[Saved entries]

--- START ---

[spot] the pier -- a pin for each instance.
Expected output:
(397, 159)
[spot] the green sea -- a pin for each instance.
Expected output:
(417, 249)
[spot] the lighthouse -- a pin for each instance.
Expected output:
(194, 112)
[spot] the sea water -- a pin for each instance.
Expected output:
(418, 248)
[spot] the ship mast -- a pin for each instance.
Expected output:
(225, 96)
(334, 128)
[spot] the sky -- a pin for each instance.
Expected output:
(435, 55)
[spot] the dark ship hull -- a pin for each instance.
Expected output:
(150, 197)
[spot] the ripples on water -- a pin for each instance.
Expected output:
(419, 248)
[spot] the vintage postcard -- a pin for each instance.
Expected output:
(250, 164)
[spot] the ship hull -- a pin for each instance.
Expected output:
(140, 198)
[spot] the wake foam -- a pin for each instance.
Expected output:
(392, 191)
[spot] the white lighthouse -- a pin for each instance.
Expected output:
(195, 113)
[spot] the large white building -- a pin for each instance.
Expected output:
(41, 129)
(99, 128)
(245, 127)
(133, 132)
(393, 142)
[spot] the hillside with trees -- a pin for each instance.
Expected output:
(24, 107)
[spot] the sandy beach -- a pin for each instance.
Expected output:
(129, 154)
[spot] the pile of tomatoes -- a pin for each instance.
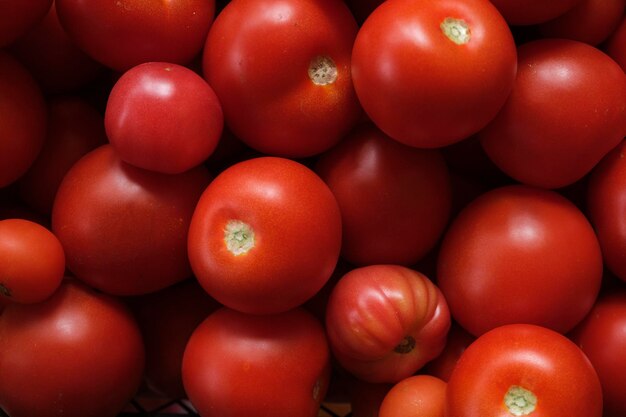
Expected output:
(414, 206)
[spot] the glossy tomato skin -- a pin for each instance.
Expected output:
(124, 229)
(32, 261)
(239, 365)
(522, 357)
(169, 129)
(384, 322)
(77, 354)
(419, 85)
(602, 338)
(566, 111)
(122, 34)
(519, 254)
(385, 190)
(23, 119)
(265, 235)
(258, 56)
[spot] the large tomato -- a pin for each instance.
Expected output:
(125, 33)
(566, 111)
(242, 365)
(281, 69)
(520, 254)
(124, 229)
(265, 235)
(523, 369)
(384, 322)
(385, 190)
(431, 73)
(77, 354)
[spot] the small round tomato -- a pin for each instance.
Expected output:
(265, 235)
(32, 261)
(242, 365)
(566, 111)
(523, 369)
(163, 117)
(281, 69)
(519, 254)
(77, 354)
(384, 322)
(431, 73)
(417, 395)
(385, 190)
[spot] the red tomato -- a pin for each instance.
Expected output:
(23, 119)
(122, 34)
(601, 336)
(77, 354)
(32, 261)
(240, 365)
(606, 203)
(124, 229)
(431, 73)
(163, 117)
(384, 322)
(518, 254)
(265, 235)
(281, 69)
(74, 128)
(566, 111)
(523, 369)
(417, 395)
(386, 190)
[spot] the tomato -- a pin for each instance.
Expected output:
(265, 235)
(429, 74)
(74, 128)
(163, 117)
(385, 190)
(281, 69)
(417, 395)
(77, 354)
(525, 12)
(23, 119)
(32, 261)
(124, 229)
(519, 254)
(53, 59)
(125, 33)
(566, 111)
(601, 336)
(17, 17)
(523, 369)
(590, 21)
(384, 322)
(241, 365)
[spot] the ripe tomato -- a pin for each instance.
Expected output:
(384, 322)
(265, 235)
(386, 189)
(601, 336)
(431, 73)
(566, 111)
(77, 354)
(32, 261)
(241, 365)
(124, 229)
(518, 254)
(122, 34)
(163, 117)
(23, 119)
(417, 395)
(281, 69)
(523, 369)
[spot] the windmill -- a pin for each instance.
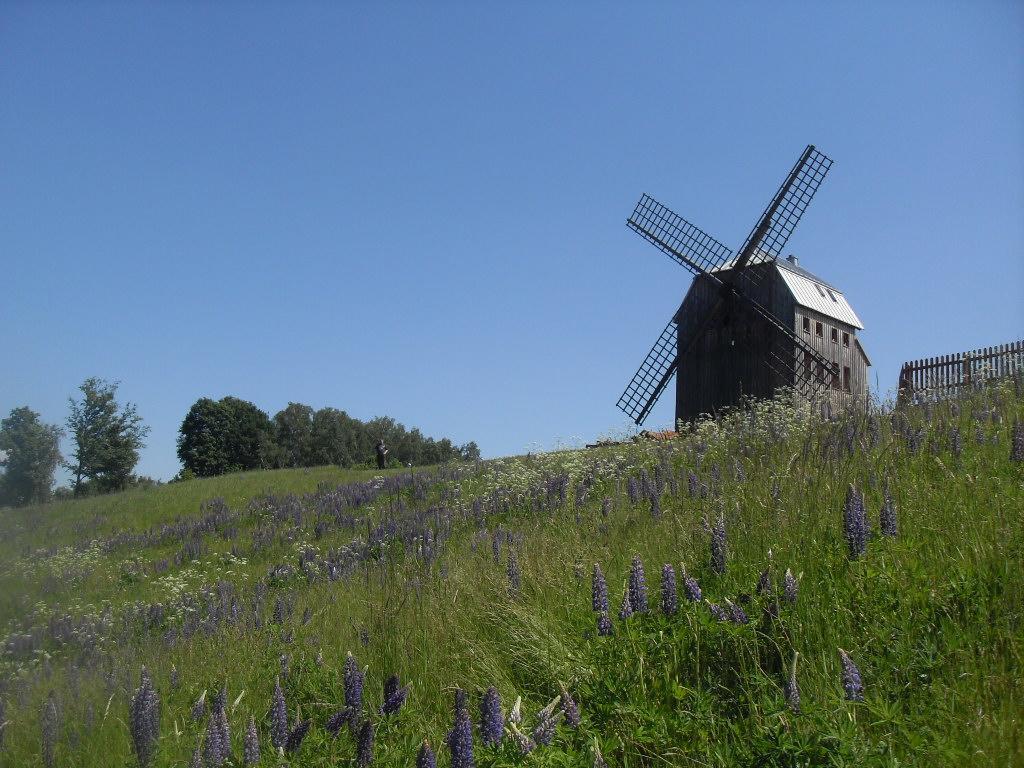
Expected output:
(759, 347)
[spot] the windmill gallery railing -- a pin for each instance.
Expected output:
(948, 375)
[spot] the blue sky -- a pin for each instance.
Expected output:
(420, 211)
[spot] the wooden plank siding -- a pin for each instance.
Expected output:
(948, 375)
(728, 361)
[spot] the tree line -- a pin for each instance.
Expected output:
(232, 435)
(105, 440)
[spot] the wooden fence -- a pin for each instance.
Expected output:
(948, 375)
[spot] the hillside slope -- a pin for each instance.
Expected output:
(462, 579)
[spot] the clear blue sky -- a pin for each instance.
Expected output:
(420, 211)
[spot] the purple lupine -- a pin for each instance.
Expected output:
(670, 591)
(353, 682)
(143, 720)
(792, 689)
(852, 683)
(492, 718)
(718, 612)
(425, 758)
(49, 725)
(250, 744)
(365, 745)
(570, 710)
(199, 709)
(394, 695)
(854, 522)
(296, 734)
(887, 517)
(690, 587)
(790, 587)
(599, 591)
(513, 572)
(638, 586)
(718, 546)
(461, 740)
(279, 717)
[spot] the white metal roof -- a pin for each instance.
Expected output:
(819, 296)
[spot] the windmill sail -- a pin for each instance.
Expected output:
(652, 376)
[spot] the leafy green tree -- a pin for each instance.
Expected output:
(31, 453)
(294, 431)
(203, 438)
(107, 437)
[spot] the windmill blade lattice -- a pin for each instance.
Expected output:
(652, 376)
(692, 248)
(782, 214)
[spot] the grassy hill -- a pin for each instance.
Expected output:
(471, 577)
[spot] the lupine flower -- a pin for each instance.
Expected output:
(365, 747)
(790, 587)
(887, 517)
(461, 740)
(719, 613)
(425, 758)
(670, 591)
(718, 546)
(394, 695)
(250, 744)
(50, 724)
(296, 734)
(353, 681)
(569, 709)
(690, 587)
(599, 591)
(279, 717)
(854, 523)
(492, 718)
(214, 749)
(143, 720)
(792, 690)
(852, 683)
(638, 586)
(523, 742)
(514, 576)
(736, 613)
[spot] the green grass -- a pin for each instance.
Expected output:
(933, 617)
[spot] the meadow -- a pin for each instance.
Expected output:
(771, 589)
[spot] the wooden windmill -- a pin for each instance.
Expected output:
(751, 323)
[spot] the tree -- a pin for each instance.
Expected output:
(225, 435)
(107, 437)
(294, 430)
(32, 453)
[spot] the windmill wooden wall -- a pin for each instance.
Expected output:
(714, 373)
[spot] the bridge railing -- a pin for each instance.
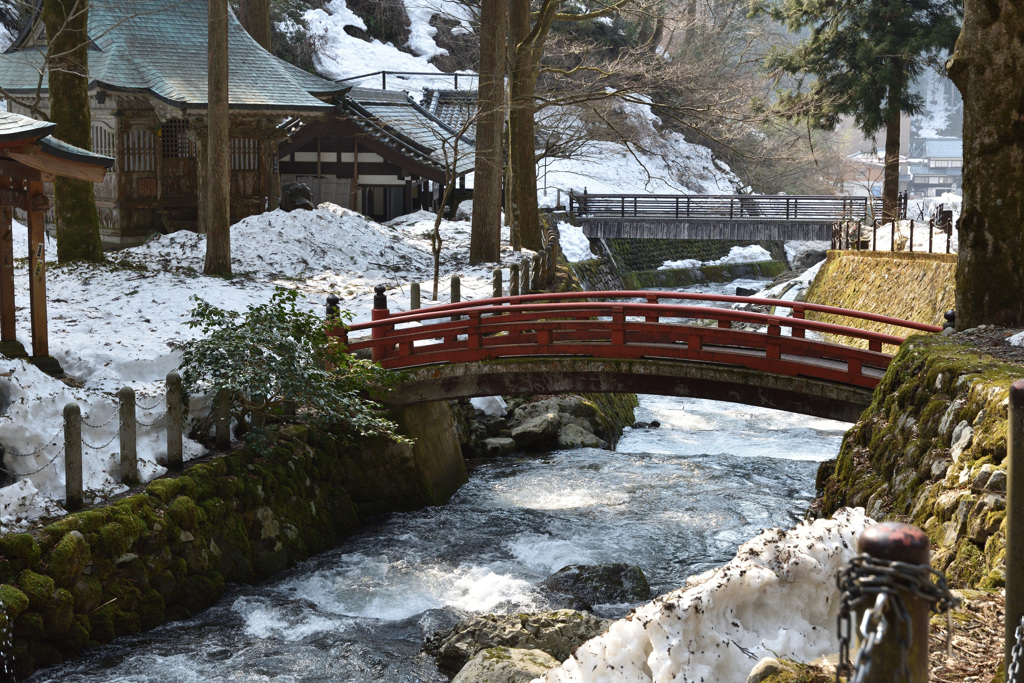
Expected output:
(725, 207)
(620, 327)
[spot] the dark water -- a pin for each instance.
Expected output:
(676, 501)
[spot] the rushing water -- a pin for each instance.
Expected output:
(676, 501)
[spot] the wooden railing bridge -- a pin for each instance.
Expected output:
(648, 342)
(757, 217)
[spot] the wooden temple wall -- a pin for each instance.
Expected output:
(153, 185)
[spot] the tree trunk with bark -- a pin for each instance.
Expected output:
(484, 244)
(890, 181)
(78, 223)
(988, 69)
(522, 153)
(218, 210)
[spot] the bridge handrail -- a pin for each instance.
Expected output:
(797, 306)
(592, 309)
(784, 207)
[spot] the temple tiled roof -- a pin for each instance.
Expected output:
(160, 47)
(396, 120)
(17, 128)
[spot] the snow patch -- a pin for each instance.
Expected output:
(776, 598)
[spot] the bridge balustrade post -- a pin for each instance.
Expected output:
(798, 313)
(379, 333)
(496, 283)
(652, 317)
(905, 639)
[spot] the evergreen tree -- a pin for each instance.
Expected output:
(78, 223)
(860, 56)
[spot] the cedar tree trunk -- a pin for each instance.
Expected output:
(78, 224)
(218, 238)
(484, 244)
(890, 181)
(988, 69)
(522, 153)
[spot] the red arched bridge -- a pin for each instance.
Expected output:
(666, 343)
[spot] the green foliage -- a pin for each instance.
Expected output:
(859, 55)
(276, 364)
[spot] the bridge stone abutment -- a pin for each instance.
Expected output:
(670, 378)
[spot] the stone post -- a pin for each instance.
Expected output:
(129, 455)
(175, 421)
(73, 457)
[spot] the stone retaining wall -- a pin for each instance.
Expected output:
(167, 550)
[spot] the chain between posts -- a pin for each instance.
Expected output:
(1016, 655)
(867, 577)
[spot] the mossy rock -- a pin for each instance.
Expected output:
(20, 552)
(12, 600)
(183, 512)
(68, 558)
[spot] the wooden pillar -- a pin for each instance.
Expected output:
(354, 189)
(38, 204)
(7, 323)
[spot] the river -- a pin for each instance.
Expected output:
(676, 501)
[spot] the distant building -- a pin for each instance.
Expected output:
(936, 166)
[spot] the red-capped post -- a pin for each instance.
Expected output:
(1015, 515)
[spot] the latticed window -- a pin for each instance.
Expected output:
(102, 141)
(245, 154)
(140, 151)
(174, 140)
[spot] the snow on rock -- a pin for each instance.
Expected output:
(798, 252)
(493, 407)
(340, 55)
(574, 245)
(776, 598)
(751, 254)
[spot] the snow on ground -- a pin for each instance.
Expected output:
(121, 324)
(771, 600)
(750, 254)
(574, 245)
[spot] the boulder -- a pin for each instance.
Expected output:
(600, 584)
(557, 633)
(505, 665)
(574, 436)
(498, 445)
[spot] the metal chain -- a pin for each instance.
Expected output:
(868, 578)
(1016, 655)
(102, 445)
(151, 424)
(91, 426)
(37, 451)
(36, 471)
(160, 399)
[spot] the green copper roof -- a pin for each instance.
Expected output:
(14, 128)
(160, 47)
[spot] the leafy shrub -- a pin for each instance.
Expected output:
(275, 364)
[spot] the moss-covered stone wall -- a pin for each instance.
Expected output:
(168, 550)
(913, 287)
(931, 451)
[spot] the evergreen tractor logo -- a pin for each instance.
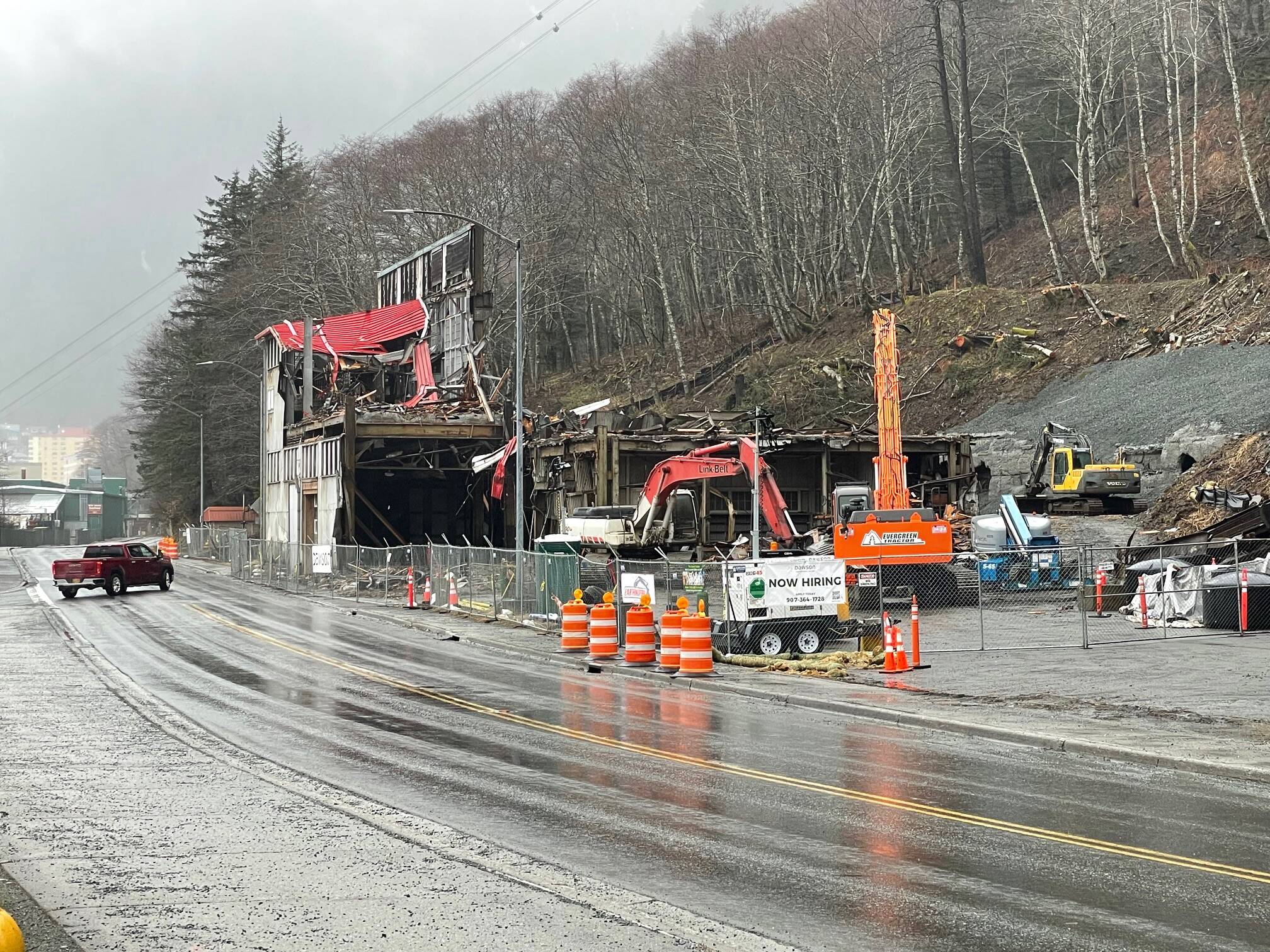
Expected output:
(892, 538)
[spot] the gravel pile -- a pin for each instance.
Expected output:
(1146, 400)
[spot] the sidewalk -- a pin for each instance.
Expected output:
(1192, 703)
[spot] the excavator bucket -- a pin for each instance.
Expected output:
(893, 536)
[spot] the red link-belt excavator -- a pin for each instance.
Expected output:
(657, 522)
(892, 532)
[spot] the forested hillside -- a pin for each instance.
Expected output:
(766, 177)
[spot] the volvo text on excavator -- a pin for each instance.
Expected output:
(892, 532)
(1065, 479)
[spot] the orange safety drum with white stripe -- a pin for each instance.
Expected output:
(604, 630)
(575, 639)
(696, 655)
(641, 637)
(668, 658)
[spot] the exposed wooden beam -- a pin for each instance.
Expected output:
(481, 394)
(380, 516)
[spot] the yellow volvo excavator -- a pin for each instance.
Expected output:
(1066, 480)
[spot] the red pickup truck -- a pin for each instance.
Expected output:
(113, 567)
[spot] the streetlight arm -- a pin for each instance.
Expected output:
(513, 243)
(229, 363)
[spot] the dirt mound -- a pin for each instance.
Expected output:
(1240, 466)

--- END ---

Exercise: Of the lines above, show those in which "excavator" appears.

Expected answer:
[spot] the excavator bucket -- a pin for each instance.
[spot] the red link-belt excavator -- a pin for each instance.
[spot] the volvo text on excavator -- a pin for each instance.
[spot] the yellow volvo excavator -- a pin for each instance.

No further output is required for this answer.